-- Task to complete --
Count how many lines in the data below contain the string "rock", and reply with that number alone.

┌─ Records

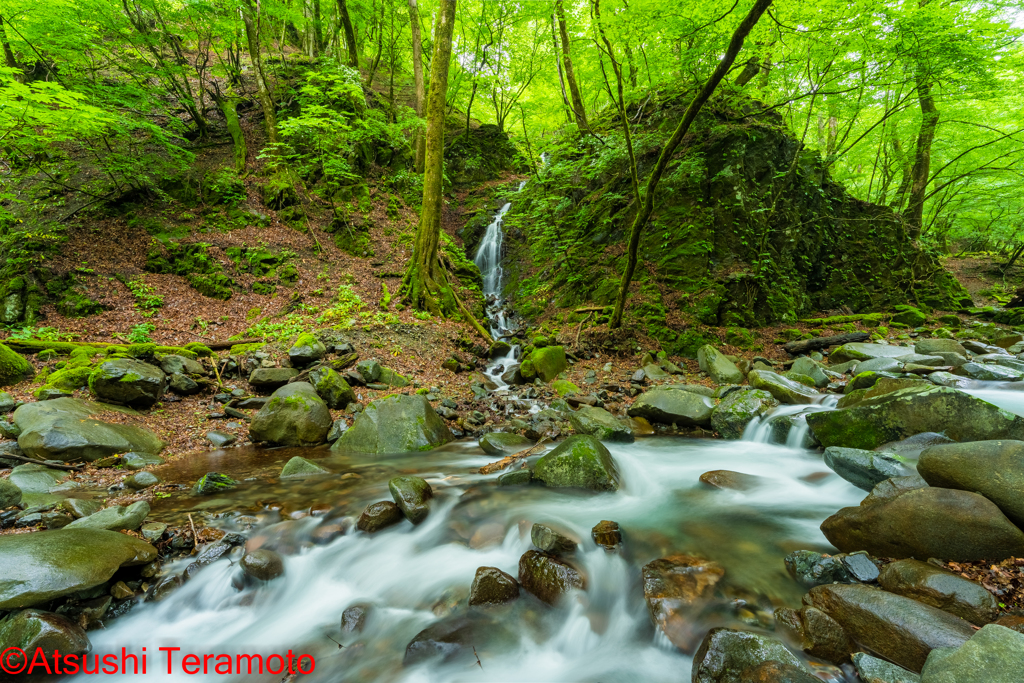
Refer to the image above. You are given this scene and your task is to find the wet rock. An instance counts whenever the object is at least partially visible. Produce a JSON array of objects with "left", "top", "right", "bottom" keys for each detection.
[
  {"left": 519, "top": 550, "right": 587, "bottom": 605},
  {"left": 879, "top": 560, "right": 999, "bottom": 626},
  {"left": 331, "top": 394, "right": 455, "bottom": 455},
  {"left": 239, "top": 548, "right": 285, "bottom": 581},
  {"left": 918, "top": 440, "right": 1024, "bottom": 526},
  {"left": 711, "top": 388, "right": 778, "bottom": 438},
  {"left": 355, "top": 501, "right": 402, "bottom": 533},
  {"left": 14, "top": 397, "right": 164, "bottom": 462},
  {"left": 469, "top": 567, "right": 519, "bottom": 605},
  {"left": 0, "top": 528, "right": 157, "bottom": 609},
  {"left": 480, "top": 432, "right": 534, "bottom": 456},
  {"left": 629, "top": 387, "right": 715, "bottom": 427},
  {"left": 807, "top": 386, "right": 1024, "bottom": 451},
  {"left": 387, "top": 476, "right": 434, "bottom": 524},
  {"left": 690, "top": 629, "right": 817, "bottom": 683},
  {"left": 534, "top": 434, "right": 620, "bottom": 492},
  {"left": 746, "top": 370, "right": 821, "bottom": 404},
  {"left": 642, "top": 555, "right": 725, "bottom": 651},
  {"left": 804, "top": 584, "right": 974, "bottom": 672},
  {"left": 921, "top": 624, "right": 1024, "bottom": 683},
  {"left": 66, "top": 501, "right": 150, "bottom": 531},
  {"left": 569, "top": 405, "right": 633, "bottom": 443},
  {"left": 824, "top": 445, "right": 910, "bottom": 490},
  {"left": 191, "top": 472, "right": 239, "bottom": 496}
]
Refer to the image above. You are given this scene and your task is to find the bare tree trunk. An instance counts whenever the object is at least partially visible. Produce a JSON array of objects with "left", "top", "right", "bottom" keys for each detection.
[{"left": 608, "top": 0, "right": 772, "bottom": 328}]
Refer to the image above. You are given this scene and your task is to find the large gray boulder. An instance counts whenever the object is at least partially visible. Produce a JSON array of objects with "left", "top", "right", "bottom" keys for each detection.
[
  {"left": 249, "top": 382, "right": 334, "bottom": 445},
  {"left": 0, "top": 528, "right": 158, "bottom": 609},
  {"left": 807, "top": 385, "right": 1024, "bottom": 451},
  {"left": 918, "top": 440, "right": 1024, "bottom": 527},
  {"left": 89, "top": 358, "right": 167, "bottom": 408},
  {"left": 629, "top": 387, "right": 715, "bottom": 427},
  {"left": 331, "top": 394, "right": 455, "bottom": 455},
  {"left": 14, "top": 397, "right": 164, "bottom": 462}
]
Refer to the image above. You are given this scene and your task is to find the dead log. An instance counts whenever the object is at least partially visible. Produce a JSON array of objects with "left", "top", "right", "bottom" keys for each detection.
[{"left": 782, "top": 332, "right": 870, "bottom": 355}]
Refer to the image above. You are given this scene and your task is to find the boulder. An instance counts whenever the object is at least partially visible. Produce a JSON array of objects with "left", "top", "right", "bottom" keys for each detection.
[
  {"left": 65, "top": 501, "right": 150, "bottom": 531},
  {"left": 711, "top": 388, "right": 778, "bottom": 438},
  {"left": 879, "top": 560, "right": 999, "bottom": 626},
  {"left": 0, "top": 527, "right": 157, "bottom": 609},
  {"left": 918, "top": 440, "right": 1024, "bottom": 528},
  {"left": 249, "top": 382, "right": 333, "bottom": 445},
  {"left": 697, "top": 344, "right": 743, "bottom": 384},
  {"left": 519, "top": 550, "right": 587, "bottom": 605},
  {"left": 807, "top": 385, "right": 1024, "bottom": 451},
  {"left": 746, "top": 370, "right": 821, "bottom": 404},
  {"left": 824, "top": 445, "right": 910, "bottom": 490},
  {"left": 89, "top": 358, "right": 167, "bottom": 408},
  {"left": 629, "top": 387, "right": 715, "bottom": 427},
  {"left": 309, "top": 368, "right": 355, "bottom": 411},
  {"left": 804, "top": 584, "right": 974, "bottom": 672},
  {"left": 14, "top": 397, "right": 164, "bottom": 462},
  {"left": 534, "top": 434, "right": 620, "bottom": 490},
  {"left": 921, "top": 624, "right": 1024, "bottom": 683},
  {"left": 821, "top": 479, "right": 1024, "bottom": 561},
  {"left": 642, "top": 555, "right": 725, "bottom": 652},
  {"left": 331, "top": 394, "right": 455, "bottom": 455},
  {"left": 569, "top": 404, "right": 633, "bottom": 443},
  {"left": 469, "top": 567, "right": 519, "bottom": 605}
]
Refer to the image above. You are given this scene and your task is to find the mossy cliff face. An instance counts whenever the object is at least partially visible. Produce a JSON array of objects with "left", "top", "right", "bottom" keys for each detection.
[{"left": 506, "top": 93, "right": 967, "bottom": 347}]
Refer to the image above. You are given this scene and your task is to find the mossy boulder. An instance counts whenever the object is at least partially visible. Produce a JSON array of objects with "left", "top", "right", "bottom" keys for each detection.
[
  {"left": 331, "top": 394, "right": 455, "bottom": 455},
  {"left": 534, "top": 434, "right": 620, "bottom": 492},
  {"left": 249, "top": 382, "right": 334, "bottom": 445}
]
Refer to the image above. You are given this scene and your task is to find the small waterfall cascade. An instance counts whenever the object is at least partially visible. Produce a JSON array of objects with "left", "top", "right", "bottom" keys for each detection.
[{"left": 473, "top": 180, "right": 526, "bottom": 389}]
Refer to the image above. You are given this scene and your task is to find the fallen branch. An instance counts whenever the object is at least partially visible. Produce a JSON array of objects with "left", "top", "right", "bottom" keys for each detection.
[{"left": 479, "top": 437, "right": 551, "bottom": 474}]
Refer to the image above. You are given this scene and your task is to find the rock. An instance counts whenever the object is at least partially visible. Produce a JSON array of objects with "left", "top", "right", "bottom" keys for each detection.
[
  {"left": 642, "top": 555, "right": 725, "bottom": 653},
  {"left": 331, "top": 394, "right": 455, "bottom": 455},
  {"left": 0, "top": 609, "right": 91, "bottom": 663},
  {"left": 534, "top": 434, "right": 620, "bottom": 490},
  {"left": 249, "top": 382, "right": 334, "bottom": 445},
  {"left": 629, "top": 387, "right": 715, "bottom": 427},
  {"left": 696, "top": 344, "right": 743, "bottom": 384},
  {"left": 288, "top": 334, "right": 327, "bottom": 368},
  {"left": 519, "top": 346, "right": 568, "bottom": 382},
  {"left": 249, "top": 368, "right": 299, "bottom": 391},
  {"left": 206, "top": 429, "right": 239, "bottom": 449},
  {"left": 879, "top": 560, "right": 999, "bottom": 626},
  {"left": 519, "top": 550, "right": 587, "bottom": 605},
  {"left": 278, "top": 456, "right": 331, "bottom": 479},
  {"left": 804, "top": 584, "right": 974, "bottom": 672},
  {"left": 569, "top": 405, "right": 633, "bottom": 443},
  {"left": 239, "top": 548, "right": 285, "bottom": 581},
  {"left": 0, "top": 527, "right": 157, "bottom": 609},
  {"left": 824, "top": 445, "right": 910, "bottom": 490},
  {"left": 355, "top": 501, "right": 402, "bottom": 533},
  {"left": 14, "top": 397, "right": 164, "bottom": 462},
  {"left": 65, "top": 501, "right": 150, "bottom": 531},
  {"left": 191, "top": 472, "right": 239, "bottom": 496},
  {"left": 807, "top": 386, "right": 1024, "bottom": 451},
  {"left": 529, "top": 523, "right": 580, "bottom": 555},
  {"left": 690, "top": 628, "right": 818, "bottom": 683},
  {"left": 480, "top": 432, "right": 534, "bottom": 456},
  {"left": 387, "top": 476, "right": 434, "bottom": 524},
  {"left": 89, "top": 358, "right": 167, "bottom": 408},
  {"left": 469, "top": 567, "right": 519, "bottom": 605},
  {"left": 918, "top": 440, "right": 1024, "bottom": 527},
  {"left": 921, "top": 624, "right": 1024, "bottom": 683},
  {"left": 853, "top": 652, "right": 921, "bottom": 683},
  {"left": 711, "top": 388, "right": 778, "bottom": 438},
  {"left": 746, "top": 370, "right": 821, "bottom": 404},
  {"left": 821, "top": 480, "right": 1024, "bottom": 561}
]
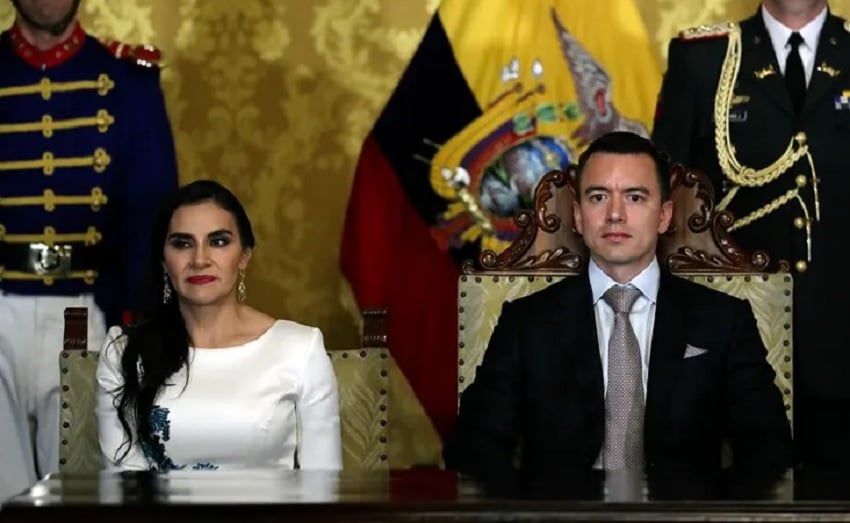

└─

-- Solution --
2